Aim of the task
Reproduce the entries in full. Exclude all images from the copy.

Source material

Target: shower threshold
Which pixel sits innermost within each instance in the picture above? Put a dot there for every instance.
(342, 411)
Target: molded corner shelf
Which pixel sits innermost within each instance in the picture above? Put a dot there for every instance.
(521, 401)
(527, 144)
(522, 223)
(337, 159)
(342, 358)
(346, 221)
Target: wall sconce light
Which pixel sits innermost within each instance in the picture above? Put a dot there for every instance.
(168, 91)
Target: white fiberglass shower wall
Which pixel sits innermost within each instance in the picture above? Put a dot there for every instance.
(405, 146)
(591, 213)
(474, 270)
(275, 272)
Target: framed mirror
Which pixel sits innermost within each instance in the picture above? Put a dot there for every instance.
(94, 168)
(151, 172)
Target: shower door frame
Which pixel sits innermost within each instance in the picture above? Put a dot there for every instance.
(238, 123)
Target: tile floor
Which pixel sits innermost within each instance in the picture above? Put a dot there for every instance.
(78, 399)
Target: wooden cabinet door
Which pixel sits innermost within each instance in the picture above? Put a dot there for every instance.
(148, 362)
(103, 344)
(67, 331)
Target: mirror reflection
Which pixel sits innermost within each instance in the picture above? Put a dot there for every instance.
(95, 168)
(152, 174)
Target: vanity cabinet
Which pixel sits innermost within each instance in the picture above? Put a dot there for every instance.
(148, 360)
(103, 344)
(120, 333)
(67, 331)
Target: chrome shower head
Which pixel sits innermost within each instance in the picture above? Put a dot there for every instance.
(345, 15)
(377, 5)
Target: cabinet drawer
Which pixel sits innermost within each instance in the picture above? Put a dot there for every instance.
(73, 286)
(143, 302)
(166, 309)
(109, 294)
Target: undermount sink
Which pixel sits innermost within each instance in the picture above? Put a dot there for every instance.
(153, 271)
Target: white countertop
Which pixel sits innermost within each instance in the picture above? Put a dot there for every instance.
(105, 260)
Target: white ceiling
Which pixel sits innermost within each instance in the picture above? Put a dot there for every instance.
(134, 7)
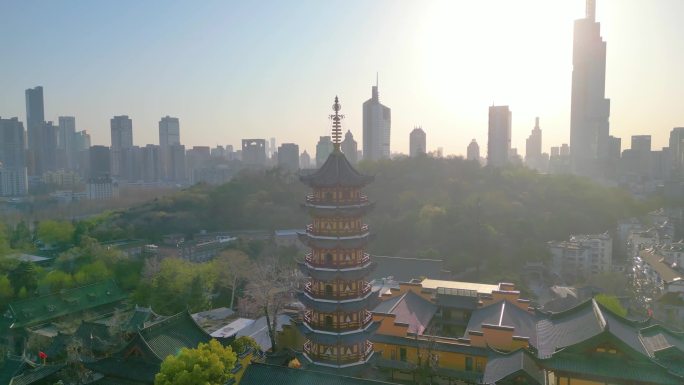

Finished task
Target: shower threshold
Which pixel sits innermost within each instance in the picture above? Put a dot there for every instance.
(342, 411)
Target: molded corner shelf
Which pixel sits innermost within each instance in the picture above? Put a dot there for every instance.
(521, 401)
(527, 144)
(522, 223)
(337, 159)
(342, 358)
(346, 221)
Target: wall sconce light
Which pixel sits innermost within each instance in the picture above? Put a dot there for every instance.
(168, 91)
Target: white fiberglass shower wall
Which pixel sits innermost within each instance in the picture above? Put a dot there for every instance.
(405, 146)
(591, 213)
(474, 270)
(275, 272)
Target: framed mirror
Which pixel sits innermost within each instance in the picture above? Put a dot there for every instance.
(94, 168)
(151, 172)
Target: shower door frame
Which pixel sits innermost within each instance in the picture above? Put a dot there for every instance.
(238, 123)
Target: tile floor
Which pixel sits innermost within each instance in the picture above? Put a dot there for every instance.
(78, 399)
Target: wooden cabinet door
Which pixel sits innermost within each instance in the picture above? Put a dot there for every instance.
(148, 362)
(103, 344)
(67, 331)
Target: mirror reflection
Which pixel sits innermost within each instance in the picture above? Put a dot there for every instance.
(95, 168)
(152, 174)
Target: vanity cabinet
Which pixel sits innermost within each instance in the picture above? Put a dot there for every instance.
(148, 360)
(103, 344)
(120, 333)
(67, 331)
Target: chrome shower head
Which pixel sits innermost within each instance in the picture above? Put a dot there for every instance.
(345, 15)
(377, 5)
Target: cabinet drawer
Which pixel sits innermost within each instance in the picture above? Put a dot there for every instance.
(73, 286)
(143, 302)
(166, 309)
(109, 294)
Target: undermount sink
Which pixel sits innermost within each instance in the picture above? Put a dot there for every instance.
(153, 271)
Target: white countertop
Which pixel sits innermost within each instance in the picture above? Put a dot there for every instance.
(105, 260)
Target: white ceiling
Which pixel sits innermost within each instance in the picture above? Put a dot there for every instance.
(134, 7)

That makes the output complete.